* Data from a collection
+ + + + + + +
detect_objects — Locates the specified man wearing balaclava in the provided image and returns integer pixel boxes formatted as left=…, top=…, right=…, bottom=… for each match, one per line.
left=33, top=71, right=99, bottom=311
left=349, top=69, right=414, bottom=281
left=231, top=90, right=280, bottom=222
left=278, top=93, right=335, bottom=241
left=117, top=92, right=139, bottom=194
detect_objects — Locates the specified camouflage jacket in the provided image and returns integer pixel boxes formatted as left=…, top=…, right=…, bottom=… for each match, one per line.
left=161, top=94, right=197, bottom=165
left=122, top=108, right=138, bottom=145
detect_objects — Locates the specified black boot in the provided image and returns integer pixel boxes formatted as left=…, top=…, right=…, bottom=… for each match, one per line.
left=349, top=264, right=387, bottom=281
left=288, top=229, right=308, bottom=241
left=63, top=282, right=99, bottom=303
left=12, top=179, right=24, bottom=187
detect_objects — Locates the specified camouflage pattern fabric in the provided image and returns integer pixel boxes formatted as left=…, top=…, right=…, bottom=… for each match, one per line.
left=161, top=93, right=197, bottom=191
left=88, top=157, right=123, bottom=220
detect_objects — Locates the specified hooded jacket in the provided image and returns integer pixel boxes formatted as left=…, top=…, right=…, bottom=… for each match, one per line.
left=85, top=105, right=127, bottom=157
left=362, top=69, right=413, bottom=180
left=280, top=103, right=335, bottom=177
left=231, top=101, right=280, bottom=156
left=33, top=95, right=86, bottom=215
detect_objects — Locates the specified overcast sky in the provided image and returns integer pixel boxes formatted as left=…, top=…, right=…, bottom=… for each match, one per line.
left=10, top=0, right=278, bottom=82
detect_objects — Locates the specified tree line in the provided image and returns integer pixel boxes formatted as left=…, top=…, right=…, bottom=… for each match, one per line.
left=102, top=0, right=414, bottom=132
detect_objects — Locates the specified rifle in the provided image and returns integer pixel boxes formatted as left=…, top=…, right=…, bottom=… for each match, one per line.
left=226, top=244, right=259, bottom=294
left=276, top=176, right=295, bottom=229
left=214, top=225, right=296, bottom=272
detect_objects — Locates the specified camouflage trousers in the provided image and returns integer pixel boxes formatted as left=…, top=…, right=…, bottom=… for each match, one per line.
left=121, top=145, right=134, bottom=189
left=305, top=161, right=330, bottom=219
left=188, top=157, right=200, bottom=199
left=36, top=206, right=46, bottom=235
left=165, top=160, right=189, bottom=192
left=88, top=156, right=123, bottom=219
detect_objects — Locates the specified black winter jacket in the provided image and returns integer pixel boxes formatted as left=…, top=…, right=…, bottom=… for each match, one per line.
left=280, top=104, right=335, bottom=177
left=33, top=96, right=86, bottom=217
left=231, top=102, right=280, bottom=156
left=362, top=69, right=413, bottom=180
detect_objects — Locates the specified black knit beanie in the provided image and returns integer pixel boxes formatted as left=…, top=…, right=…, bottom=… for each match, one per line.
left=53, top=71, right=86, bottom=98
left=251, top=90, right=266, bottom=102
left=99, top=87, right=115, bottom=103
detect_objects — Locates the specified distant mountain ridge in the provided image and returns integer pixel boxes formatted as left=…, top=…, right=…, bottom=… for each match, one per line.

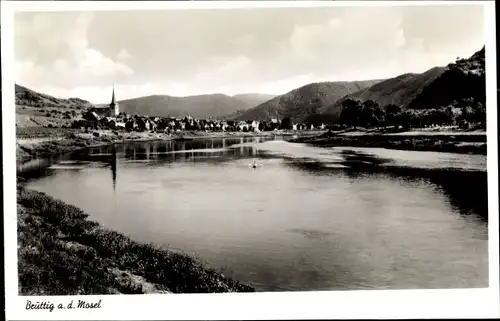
+ + + + + + +
* TASK REQUIREMENTS
Switch each "camouflage" in the data above to "camo" and write out all the data again with everything else left as is. Leave the pictures out of your answer.

* SOLUTION TO THE EXERCISE
detect_objects — Locates the specified man wearing balaclava in the provided image and returns integer pixel boxes formatted as left=…, top=…, right=…, bottom=… for each match, one per line.
left=33, top=71, right=99, bottom=311
left=349, top=69, right=414, bottom=281
left=231, top=90, right=280, bottom=222
left=278, top=93, right=335, bottom=241
left=117, top=92, right=139, bottom=194
detect_objects — Locates the specified camo jacket in the provided image and returns integer pixel boxes formatted as left=…, top=…, right=…, bottom=… for each match, one per line.
left=161, top=94, right=197, bottom=165
left=122, top=108, right=138, bottom=145
detect_objects — Locates the specified black boot in the provided image and returns integer pixel boxes formatted as left=…, top=…, right=…, bottom=… for each match, one per line.
left=349, top=264, right=387, bottom=281
left=288, top=229, right=308, bottom=241
left=63, top=282, right=99, bottom=303
left=12, top=179, right=24, bottom=187
detect_objects — Locates the specified camo pattern fabric in the provided image and returns integer pixel boxes formatted as left=…, top=…, right=…, bottom=… for each match, one per line.
left=161, top=93, right=197, bottom=191
left=88, top=157, right=123, bottom=220
detect_objects — Locates the specified hooded jacket in the provided image and returns integer pixel boxes formatted as left=…, top=…, right=…, bottom=… for each match, one per line.
left=85, top=105, right=127, bottom=157
left=362, top=69, right=413, bottom=180
left=280, top=103, right=335, bottom=177
left=231, top=101, right=280, bottom=156
left=33, top=95, right=86, bottom=215
detect_objects — Locates the specified overcast sky in the provided image and returns integer pixel boxes formatted as left=…, top=…, right=…, bottom=… for each match, one per line.
left=10, top=0, right=278, bottom=82
detect_objects — Locates the specified tree line in the provided image and returns integer pixel boxes formatted as left=…, top=…, right=…, bottom=… for each match, one per line.
left=102, top=0, right=414, bottom=132
detect_objects — Locates the specified rifle in the provided image and returns integer pixel boxes formatted as left=…, top=…, right=…, bottom=… for each match, one per line.
left=226, top=244, right=259, bottom=294
left=276, top=176, right=295, bottom=229
left=214, top=225, right=296, bottom=272
detect_objects — Locates the specified camo trousers in the provided image and returns integer pixel boxes formatted as left=…, top=…, right=…, bottom=… for each match, one per line.
left=121, top=145, right=134, bottom=189
left=305, top=161, right=330, bottom=219
left=188, top=157, right=200, bottom=199
left=36, top=206, right=46, bottom=235
left=165, top=160, right=189, bottom=192
left=88, top=156, right=123, bottom=219
detect_objects — Locates the specified black winter jacket in the provided image and returns integer pixel boxes formatted as left=…, top=…, right=…, bottom=… for each match, one per line.
left=280, top=104, right=335, bottom=177
left=33, top=96, right=86, bottom=217
left=231, top=102, right=280, bottom=156
left=362, top=69, right=413, bottom=180
detect_objects — Locates the specified black knit beanie in the provided image and returns integer pixel boxes formatted as left=…, top=…, right=…, bottom=… for each match, one per line.
left=53, top=71, right=86, bottom=98
left=251, top=90, right=266, bottom=102
left=99, top=87, right=115, bottom=103
detect_objects — Locates the specified distant mountain ridge in the provided image and returns integer pixel boxes formatted as left=…, top=…, right=…, bottom=… for each match, one per line.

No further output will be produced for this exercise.